REQUIRED ACTIONS:
[1] Answer these questions from the Gibbs sampler text, one line each:
(a) What is the series obtained by a single cycle called?
(b) What scan pattern a does the example use?
(c) Each selection probability r_k must be greater than what value?
[2] For each statement, say yes or no according to the Gibbs sampler text and quote the words that decide it:
(a) The series obtained by a single draw is a realization of the Gibbs chain.
(b) In the example, the scan pattern visits X₁ first.
(c) A Gibbs sampler of random scan order can be expressed as a Gibbs chain.
[3] In the order they are used, list every conditional distribution that the example in the Gibbs sampler text draws from in cycle 1.

TEXT SECTION:
The series $x_{a}^{(0)}, x_{a}^{(1)}, x_{a}^{(2)}, \dots, x_{a}^{(s)}$ , ⋯ obtained by a single draw (iteration) is called a realization of Gibbs chain defined by F with scan pattern a; and the series $x_{a}^{(0)}, x_{a}^{(d)}, x_{a}^{(2 d)}, \dots, x_{a}^{(t d)}$ , ⋯ obtained by a single cycle is a realization of the associated Gibbs sampler. For example, let = {X₁, X₂, X₃, X₄}, a = (2, 4, 1, 3), and given initial value $x_{a}^{(0)} = (x_{2}^{(0)}, x_{4}^{(0)}, x_{1}^{(0)}, x_{3}^{(0)})$ , the Gibbs chain in cycle 1 performs the following draws and produces the corresponding states:

X_{2}^{(1)} ~ f_{2} (x_{2} | X_{4} = x_{4}^{(0)}, X_{1} = x_{1}^{(0)}, X_{3} = x_{3}^{(0)}), x_{a}^{(1)} = (x_{2}^{(1)}, x_{4}^{(0)}, x_{1}^{(0)}, x_{3}^{(0)});

X_{4}^{(2)} ~ f_{4} (x_{4} | X_{2} = x_{2}^{(1)}, X_{1} = x_{1}^{(0)}, X_{3} = x_{3}^{(0)}), x_{a}^{(2)} = (x_{2}^{(1)}, x_{4}^{(2)}, x_{1}^{(0)}, x_{3}^{(0)});

X_{1}^{(3)} ~ f_{1} (x_{1} | X_{2} = x_{2}^{(1)}, X_{4} = x_{4}^{(2)}, X_{3} = x_{3}^{(0)}), x_{a}^{(3)} = (x_{2}^{(1)}, x_{4}^{(2)}, x_{1}^{(3)}, x_{3}^{(0)}); and

X_{3}^{(4)} ~ f_{3} (x_{3} | X_{2} = x_{2}^{(1)}, X_{4} = x_{4}^{(2)}, X_{1} = x_{1}^{(3)}), x_{a}^{(3)} = (x_{2}^{(1)}, x_{4}^{(2)}, x_{1}^{(3)}, x_{3}^{(4)}) .

In this example, the series $x_{a}^{(0)}, x_{a}^{(4)}, x_{a}^{(8)} (= (x_{2}^{(5)}, x_{4}^{(6)}, x_{1}^{(7)}, x_{3}^{(8)}))$ , ⋯, is the realization of Gibbs sampler defined by F with scan pattern a.

We can also express a Gibbs sampler of random scan order as a Gibbs chain. Let r = {r₁, r₂, ⋯, r_d} be the set of selection probabilities, where r_k > 0 is the probability of visiting a conditional f_k, and $\sum_{k = 1}^{d} r_{k} = 1$ . The random-scan Gibbs sampler can be stated as follows [19]:

Pick an arbitrary starting vector $x^{(0)} = (x_{1}^{(0)}, x_{2}^{(0)}, \dots, x_{d}^{(0)})$ .

DATASET ROWS:
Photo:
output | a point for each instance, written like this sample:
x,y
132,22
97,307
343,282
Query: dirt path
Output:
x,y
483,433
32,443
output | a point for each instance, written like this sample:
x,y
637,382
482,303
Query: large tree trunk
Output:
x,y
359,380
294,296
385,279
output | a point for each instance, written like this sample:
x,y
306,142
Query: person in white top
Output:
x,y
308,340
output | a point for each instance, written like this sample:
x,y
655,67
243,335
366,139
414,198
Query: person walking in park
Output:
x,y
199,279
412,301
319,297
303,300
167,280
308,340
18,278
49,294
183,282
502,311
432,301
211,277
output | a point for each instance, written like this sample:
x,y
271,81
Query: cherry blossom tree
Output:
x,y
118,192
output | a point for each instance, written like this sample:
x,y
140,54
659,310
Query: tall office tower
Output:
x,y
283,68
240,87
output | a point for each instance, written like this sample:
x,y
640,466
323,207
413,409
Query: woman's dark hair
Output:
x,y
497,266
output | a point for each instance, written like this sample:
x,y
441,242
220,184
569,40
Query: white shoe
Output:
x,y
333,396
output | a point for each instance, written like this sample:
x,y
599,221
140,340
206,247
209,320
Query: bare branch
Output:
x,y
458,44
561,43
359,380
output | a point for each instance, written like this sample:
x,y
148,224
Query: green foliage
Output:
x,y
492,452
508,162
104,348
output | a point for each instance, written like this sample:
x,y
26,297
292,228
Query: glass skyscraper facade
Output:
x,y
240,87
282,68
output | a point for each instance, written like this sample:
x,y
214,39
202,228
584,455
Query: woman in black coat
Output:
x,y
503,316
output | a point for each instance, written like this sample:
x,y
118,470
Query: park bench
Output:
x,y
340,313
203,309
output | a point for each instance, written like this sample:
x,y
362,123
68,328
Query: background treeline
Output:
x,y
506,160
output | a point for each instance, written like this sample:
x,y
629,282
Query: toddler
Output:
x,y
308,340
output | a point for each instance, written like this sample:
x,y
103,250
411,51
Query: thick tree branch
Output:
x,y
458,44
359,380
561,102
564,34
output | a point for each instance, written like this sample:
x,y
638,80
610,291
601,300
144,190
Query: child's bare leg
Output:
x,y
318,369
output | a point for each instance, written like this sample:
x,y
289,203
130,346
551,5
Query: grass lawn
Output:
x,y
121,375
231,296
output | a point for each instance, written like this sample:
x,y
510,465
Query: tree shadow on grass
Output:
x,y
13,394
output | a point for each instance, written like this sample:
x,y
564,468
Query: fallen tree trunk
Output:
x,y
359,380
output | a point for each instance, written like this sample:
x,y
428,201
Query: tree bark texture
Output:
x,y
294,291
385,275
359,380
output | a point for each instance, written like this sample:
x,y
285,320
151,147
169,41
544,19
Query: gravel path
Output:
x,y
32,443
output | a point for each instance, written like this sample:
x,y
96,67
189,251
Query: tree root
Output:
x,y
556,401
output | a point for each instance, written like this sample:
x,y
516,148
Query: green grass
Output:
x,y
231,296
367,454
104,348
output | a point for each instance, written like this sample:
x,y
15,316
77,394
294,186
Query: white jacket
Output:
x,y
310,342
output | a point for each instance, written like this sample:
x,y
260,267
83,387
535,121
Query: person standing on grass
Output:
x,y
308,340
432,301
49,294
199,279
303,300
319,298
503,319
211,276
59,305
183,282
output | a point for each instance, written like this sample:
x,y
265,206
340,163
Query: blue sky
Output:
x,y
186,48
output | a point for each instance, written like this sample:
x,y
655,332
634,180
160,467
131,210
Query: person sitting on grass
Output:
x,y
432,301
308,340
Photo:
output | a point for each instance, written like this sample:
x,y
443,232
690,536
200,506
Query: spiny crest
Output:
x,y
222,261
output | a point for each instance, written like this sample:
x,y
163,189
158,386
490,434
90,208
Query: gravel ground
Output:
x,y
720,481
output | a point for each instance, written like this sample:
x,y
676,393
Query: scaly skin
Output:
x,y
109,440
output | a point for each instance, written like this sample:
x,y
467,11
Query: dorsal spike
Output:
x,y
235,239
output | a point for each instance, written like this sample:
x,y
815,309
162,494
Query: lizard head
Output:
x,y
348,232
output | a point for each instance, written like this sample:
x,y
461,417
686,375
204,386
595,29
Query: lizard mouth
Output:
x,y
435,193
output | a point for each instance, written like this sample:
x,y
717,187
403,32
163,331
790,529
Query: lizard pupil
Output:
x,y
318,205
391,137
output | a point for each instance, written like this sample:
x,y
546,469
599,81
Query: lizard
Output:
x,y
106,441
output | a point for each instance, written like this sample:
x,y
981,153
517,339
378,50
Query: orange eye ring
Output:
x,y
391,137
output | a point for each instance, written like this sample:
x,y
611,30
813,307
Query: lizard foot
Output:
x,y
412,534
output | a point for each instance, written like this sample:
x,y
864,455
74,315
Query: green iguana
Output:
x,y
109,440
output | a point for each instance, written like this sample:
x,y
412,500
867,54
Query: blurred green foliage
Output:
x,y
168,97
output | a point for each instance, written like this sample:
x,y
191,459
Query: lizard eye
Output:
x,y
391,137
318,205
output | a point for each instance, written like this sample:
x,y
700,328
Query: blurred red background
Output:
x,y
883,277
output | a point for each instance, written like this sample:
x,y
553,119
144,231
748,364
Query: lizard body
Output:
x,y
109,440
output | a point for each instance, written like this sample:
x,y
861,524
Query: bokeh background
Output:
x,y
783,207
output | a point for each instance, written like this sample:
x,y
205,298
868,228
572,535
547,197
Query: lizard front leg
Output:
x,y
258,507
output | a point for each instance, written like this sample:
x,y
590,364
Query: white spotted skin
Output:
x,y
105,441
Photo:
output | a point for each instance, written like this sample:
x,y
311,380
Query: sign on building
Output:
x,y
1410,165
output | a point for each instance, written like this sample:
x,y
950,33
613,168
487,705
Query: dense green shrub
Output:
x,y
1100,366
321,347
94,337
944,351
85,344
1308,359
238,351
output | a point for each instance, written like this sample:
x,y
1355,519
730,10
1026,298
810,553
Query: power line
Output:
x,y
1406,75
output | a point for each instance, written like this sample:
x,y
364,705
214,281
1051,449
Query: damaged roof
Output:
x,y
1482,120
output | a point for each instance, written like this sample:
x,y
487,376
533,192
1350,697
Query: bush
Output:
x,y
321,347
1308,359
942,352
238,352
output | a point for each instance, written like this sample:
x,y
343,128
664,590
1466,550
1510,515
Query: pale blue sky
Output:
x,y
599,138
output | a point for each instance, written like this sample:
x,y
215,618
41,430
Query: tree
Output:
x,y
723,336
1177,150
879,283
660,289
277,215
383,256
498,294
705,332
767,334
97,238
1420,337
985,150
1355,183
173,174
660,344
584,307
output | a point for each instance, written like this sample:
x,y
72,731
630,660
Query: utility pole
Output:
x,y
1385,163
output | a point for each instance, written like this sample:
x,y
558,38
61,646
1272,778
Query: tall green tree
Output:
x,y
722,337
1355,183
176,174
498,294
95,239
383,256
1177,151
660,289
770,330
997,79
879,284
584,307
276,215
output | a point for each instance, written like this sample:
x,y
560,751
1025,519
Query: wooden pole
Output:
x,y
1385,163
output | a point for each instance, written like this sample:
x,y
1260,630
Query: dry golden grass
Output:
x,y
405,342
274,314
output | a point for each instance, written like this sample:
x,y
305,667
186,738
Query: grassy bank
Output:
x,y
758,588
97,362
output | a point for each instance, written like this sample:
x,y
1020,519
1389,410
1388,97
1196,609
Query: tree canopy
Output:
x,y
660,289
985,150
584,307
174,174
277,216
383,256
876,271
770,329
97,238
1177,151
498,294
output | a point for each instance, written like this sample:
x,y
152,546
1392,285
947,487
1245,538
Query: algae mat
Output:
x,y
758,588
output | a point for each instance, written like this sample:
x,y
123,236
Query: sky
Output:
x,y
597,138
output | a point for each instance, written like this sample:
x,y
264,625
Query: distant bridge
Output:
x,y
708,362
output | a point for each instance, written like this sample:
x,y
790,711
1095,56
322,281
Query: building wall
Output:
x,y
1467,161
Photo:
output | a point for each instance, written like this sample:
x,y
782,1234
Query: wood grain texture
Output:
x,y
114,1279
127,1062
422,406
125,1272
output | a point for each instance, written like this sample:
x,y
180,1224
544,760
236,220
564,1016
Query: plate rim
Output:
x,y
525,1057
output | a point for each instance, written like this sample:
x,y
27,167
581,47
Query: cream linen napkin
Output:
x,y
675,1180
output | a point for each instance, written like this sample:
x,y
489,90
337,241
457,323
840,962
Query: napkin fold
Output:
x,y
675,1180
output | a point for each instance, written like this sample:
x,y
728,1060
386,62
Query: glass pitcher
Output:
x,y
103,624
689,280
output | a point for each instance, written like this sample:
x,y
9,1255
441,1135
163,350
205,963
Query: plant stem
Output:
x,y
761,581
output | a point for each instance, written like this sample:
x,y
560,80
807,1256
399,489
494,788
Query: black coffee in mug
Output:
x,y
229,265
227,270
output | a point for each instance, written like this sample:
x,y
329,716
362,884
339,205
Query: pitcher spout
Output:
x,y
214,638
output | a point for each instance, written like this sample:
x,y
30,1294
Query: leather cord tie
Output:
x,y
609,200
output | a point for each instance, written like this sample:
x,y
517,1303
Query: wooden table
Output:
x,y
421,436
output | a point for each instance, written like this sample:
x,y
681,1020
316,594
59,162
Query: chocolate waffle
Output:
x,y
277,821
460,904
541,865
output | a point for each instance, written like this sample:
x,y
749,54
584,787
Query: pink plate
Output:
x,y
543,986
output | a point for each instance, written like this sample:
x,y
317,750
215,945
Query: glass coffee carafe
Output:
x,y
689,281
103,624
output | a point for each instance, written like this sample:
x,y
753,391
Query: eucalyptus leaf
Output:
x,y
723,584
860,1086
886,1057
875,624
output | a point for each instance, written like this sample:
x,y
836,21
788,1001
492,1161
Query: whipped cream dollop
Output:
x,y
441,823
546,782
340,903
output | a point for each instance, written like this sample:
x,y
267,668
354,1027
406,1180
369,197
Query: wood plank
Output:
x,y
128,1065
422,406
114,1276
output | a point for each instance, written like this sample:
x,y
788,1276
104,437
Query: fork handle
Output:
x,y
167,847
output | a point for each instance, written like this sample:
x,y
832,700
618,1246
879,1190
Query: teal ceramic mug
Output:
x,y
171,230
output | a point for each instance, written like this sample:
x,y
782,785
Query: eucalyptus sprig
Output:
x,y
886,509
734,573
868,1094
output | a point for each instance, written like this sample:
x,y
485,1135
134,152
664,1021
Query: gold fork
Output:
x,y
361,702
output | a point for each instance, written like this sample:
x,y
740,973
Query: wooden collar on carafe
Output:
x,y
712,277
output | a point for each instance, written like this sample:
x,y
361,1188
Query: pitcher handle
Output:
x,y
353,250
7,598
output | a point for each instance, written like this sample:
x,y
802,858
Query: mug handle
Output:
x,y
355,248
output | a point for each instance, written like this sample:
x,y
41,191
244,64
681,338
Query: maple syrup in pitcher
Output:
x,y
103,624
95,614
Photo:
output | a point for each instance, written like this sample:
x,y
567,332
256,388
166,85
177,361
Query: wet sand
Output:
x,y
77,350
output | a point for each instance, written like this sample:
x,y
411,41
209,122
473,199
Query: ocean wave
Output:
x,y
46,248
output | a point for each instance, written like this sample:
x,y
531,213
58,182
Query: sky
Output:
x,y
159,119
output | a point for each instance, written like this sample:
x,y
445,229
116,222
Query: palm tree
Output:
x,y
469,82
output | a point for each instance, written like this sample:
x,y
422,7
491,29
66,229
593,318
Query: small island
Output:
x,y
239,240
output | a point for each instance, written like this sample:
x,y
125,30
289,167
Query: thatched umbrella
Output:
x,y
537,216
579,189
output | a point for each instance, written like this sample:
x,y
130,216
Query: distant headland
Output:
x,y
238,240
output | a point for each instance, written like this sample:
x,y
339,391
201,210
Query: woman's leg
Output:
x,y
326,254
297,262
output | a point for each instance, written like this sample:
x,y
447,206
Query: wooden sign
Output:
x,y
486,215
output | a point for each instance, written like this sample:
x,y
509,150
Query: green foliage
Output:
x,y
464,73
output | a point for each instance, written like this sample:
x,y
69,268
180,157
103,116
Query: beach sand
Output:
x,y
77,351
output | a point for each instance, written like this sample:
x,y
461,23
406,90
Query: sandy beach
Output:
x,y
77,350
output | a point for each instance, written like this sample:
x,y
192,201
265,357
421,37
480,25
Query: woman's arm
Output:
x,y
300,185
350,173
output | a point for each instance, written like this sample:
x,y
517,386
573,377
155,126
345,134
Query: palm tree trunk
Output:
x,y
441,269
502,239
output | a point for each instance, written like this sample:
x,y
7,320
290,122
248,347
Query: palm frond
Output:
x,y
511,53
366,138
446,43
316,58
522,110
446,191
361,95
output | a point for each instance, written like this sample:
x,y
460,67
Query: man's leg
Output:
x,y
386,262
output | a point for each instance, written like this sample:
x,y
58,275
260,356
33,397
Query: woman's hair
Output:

PER-TASK OUTPUTS:
[1]
(a) A realization of the associated Gibbs sampler.
(b) a = (2, 4, 1, 3).
(c) 0.

[2]
(a) Yes: "obtained by a single draw (iteration) is called a realization of Gibbs chain defined by F with scan pattern a"
(b) No: "a = (2, 4, 1, 3)"
(c) Yes: "We can also express a Gibbs sampler of random scan order as a Gibbs chain."

[3] f_2, f_4, f_1, f_3